**Goal**
Pick up the patent description on controlling parallel inverter power supplies after its last sentence and continue it.

**Passage given**
- - - - - - -

SYSTEM AND METHOD OF CONTROLLING PARALLEL INVERTER POWER SUPPLY SYSTEM

Abstract

A method of controlling a pair of inverters connected in parallel and providing power to a motor. The speed of the motor is adjusted by varying the amplitude or frequency of the voltage supplied by each of the inverters to the motor. The method includes providing a system controller for controlling the frequency of the voltage supplied by each of the inverters. The frequency or amplitude setpoint of the voltage provided by each of the inverters is changed by sending a command signal from the system controller to each of the inverters in order to change the speed of the motor. The frequency or amplitude setpoint is controlled by a slew rate limiter.

Description

BACKGROUND

Variable speed motor operation is desirable in many applications. By varying motor speed, a variety of benefits may be achieved, including reduced energy consumption, longer component life, elimination of components such as gearboxes and transmissions, etc. Unfortunately, the most common and economical types of electric motors, such as synchronous and induction machines, operate at essentially constant speed when connected to a fixed frequency AC supply, such as a conventional power distribution grid or the output of a conventional fixed speed engine-generator set. As a result, it is increasingly common to drive such motors with inverters whose output voltage and frequency can be varied to achieve variable motor speed. These inverters are commonly known as variable speed drives (VSDs), variable frequency drives (VFDs) or adjustable speed drives (ASDs).

- - - - - - -

**Entries provided**

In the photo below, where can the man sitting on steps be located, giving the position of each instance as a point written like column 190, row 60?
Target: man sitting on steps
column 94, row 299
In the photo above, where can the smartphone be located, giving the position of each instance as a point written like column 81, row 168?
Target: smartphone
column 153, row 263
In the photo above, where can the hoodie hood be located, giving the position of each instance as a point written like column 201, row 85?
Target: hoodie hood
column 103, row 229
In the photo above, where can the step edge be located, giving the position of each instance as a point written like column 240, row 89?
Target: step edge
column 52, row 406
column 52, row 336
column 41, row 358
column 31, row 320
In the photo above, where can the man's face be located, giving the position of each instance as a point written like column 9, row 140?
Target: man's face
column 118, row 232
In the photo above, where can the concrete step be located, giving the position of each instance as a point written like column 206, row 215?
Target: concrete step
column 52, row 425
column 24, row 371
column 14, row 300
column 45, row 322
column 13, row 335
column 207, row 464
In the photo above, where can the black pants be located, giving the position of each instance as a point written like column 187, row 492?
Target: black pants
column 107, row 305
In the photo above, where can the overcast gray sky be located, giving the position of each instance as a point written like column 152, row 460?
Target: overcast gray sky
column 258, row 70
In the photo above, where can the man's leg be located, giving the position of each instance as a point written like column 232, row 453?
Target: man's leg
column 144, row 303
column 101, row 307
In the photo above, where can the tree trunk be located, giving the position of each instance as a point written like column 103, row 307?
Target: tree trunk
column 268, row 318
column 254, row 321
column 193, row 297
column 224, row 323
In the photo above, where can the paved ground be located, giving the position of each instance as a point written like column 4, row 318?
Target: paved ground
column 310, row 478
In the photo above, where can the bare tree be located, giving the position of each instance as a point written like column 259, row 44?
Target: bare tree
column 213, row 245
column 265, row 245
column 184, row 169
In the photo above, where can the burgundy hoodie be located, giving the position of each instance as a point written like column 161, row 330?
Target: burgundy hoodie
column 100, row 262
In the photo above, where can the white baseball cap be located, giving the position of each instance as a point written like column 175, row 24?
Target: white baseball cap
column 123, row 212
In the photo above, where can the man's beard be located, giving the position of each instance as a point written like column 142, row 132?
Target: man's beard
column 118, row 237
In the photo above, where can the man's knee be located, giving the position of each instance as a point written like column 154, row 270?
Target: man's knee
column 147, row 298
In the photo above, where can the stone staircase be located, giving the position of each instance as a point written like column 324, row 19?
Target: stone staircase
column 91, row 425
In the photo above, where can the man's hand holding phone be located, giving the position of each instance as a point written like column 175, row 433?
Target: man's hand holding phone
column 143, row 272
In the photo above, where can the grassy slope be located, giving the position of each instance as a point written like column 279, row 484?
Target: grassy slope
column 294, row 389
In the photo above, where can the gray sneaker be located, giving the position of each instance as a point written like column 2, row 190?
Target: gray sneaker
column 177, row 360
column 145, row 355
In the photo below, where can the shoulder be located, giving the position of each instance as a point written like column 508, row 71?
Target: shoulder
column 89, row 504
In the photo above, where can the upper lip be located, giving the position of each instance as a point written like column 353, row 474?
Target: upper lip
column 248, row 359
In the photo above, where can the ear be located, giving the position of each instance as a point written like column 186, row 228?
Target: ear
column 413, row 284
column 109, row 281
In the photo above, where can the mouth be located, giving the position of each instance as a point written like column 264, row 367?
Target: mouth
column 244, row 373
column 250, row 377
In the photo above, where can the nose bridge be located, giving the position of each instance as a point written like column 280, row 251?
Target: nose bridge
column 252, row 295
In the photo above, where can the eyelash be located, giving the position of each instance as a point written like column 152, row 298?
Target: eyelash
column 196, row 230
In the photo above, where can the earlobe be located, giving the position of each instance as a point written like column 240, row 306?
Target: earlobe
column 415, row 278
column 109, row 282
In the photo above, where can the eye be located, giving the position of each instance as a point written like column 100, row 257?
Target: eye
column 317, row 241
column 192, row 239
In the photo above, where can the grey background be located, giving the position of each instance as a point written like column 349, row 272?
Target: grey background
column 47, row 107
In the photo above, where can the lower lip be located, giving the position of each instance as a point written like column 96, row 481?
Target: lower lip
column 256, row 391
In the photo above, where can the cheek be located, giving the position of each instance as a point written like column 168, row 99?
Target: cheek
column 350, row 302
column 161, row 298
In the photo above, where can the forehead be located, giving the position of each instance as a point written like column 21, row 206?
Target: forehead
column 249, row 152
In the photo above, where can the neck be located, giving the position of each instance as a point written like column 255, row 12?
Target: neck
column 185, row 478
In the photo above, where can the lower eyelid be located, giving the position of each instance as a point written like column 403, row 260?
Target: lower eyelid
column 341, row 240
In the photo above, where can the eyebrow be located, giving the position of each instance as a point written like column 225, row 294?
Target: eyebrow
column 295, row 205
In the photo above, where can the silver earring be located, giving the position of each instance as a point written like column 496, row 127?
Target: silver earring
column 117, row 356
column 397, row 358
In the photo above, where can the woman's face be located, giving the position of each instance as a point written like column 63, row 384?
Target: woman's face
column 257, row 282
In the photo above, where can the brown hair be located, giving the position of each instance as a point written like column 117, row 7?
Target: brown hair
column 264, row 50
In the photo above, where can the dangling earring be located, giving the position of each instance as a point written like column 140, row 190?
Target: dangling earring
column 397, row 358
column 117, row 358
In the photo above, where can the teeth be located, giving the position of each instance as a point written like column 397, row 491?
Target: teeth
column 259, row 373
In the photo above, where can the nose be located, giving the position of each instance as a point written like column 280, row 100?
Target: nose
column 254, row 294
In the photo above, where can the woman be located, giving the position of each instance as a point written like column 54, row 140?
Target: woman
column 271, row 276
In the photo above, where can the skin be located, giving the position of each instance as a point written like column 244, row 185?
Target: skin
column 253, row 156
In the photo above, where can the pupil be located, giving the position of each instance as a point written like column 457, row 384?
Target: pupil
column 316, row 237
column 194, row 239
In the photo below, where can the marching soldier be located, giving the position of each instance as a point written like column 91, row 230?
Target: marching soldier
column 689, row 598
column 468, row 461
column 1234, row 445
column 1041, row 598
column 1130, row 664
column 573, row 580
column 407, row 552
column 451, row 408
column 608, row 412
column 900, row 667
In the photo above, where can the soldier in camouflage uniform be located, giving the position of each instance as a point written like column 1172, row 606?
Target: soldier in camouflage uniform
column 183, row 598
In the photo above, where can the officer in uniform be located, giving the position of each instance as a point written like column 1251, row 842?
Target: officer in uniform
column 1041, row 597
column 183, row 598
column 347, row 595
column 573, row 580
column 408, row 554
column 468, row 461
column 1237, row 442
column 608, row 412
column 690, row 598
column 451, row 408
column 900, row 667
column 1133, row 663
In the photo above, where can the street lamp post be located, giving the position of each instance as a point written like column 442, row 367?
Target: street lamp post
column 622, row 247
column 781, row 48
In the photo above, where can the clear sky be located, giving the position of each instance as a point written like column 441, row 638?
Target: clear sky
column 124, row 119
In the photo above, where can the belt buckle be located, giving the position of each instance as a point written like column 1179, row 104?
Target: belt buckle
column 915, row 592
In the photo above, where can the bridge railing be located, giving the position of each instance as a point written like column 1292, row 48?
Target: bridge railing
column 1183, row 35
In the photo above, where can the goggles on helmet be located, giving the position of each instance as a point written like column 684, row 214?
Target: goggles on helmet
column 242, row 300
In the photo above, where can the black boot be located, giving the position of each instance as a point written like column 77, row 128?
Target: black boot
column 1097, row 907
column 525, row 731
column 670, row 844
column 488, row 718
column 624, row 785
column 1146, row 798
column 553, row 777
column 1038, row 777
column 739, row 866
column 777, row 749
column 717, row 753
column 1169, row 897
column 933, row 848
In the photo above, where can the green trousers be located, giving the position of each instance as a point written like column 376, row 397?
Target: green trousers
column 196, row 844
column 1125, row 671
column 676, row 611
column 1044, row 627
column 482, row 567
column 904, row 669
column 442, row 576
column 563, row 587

- - - - - - -

**Response to this exercise**
In some situations it is desirable to power a single motor with multiple inverters whose outputs are connected in parallel. The use of multiple inverters may be desirable for many different reasons such as, for example: to provide redundant power supplies, to provide sufficient power when the motor's power requirements exceed the output available from a single inverter, or to provide improved overall system efficiency. Examples of parallel power supplies are disclosed in U.S. Pat. Nos. 6,802,679; 7,145,266 and 7,327,111 (all incorporated by reference herein). This application discloses improved control for such systems.

SUMMARY

According to an embodiment disclosed herein, a method of controlling a pair of inverters connected in parallel and providing power to a motor is provided. In the method, the speed of the motor is adjusted by varying the amplitude or frequency of the voltage supplied by each of the inverters to the motor. The method includes providing a system controller for controlling the frequency of the voltage supplied by each of the inverters. The frequency or amplitude setpoint of the voltage provided by each of the inverters is changed by sending a command signal from the system controller to each of the inverters thereby resulting in a change of the speed of the motor. The change in the frequency or amplitude setpoint is controlled by a slew rate limiter.

According to another disclosed embodiment, a system of providing power to a motor from a pair of inverters connected in parallel is provided. The inverters are controlled by a system controller. The speed of the motor is adjusted by varying the amplitude or frequency of the voltage supplied by each of the inverters to the motor. Each of the inverters is configured to receive a signal from the system control commanding a change in either the amplitude or frequency setpoint of the voltage supplied by the inverter. Each of the inverters includes a slew rate limiter to limit the change in the voltage to ensure that each of the inverters continues to supply power to the motor.

BRIEF DESCRIPTION OF THE DRAWINGS

Features, aspects and advantages of the present invention will become apparent from the following description and the accompanying exemplary embodiments shown in the drawings, which are briefly described below.

FIG. 1A is a graph of frequency setpoint verus time that shows the communication delay between the initiation of the command signal and the change in the frequency setpoints of a pair of inverters.

FIG. 1B is a graph of the difference in frequency setpoint of the pair of inverters versus time.

FIG. 2A is a graph showing percent of power capacity being delivered by each of the pair of inverters versus frequency.

FIG. 2B is a graph showing the total power being delivered by the pair of inverters versus frequency.

FIG. 2C is a graph showing the percent of power imbalance (i.e., difference in power) between the pair of inverters versus frequency.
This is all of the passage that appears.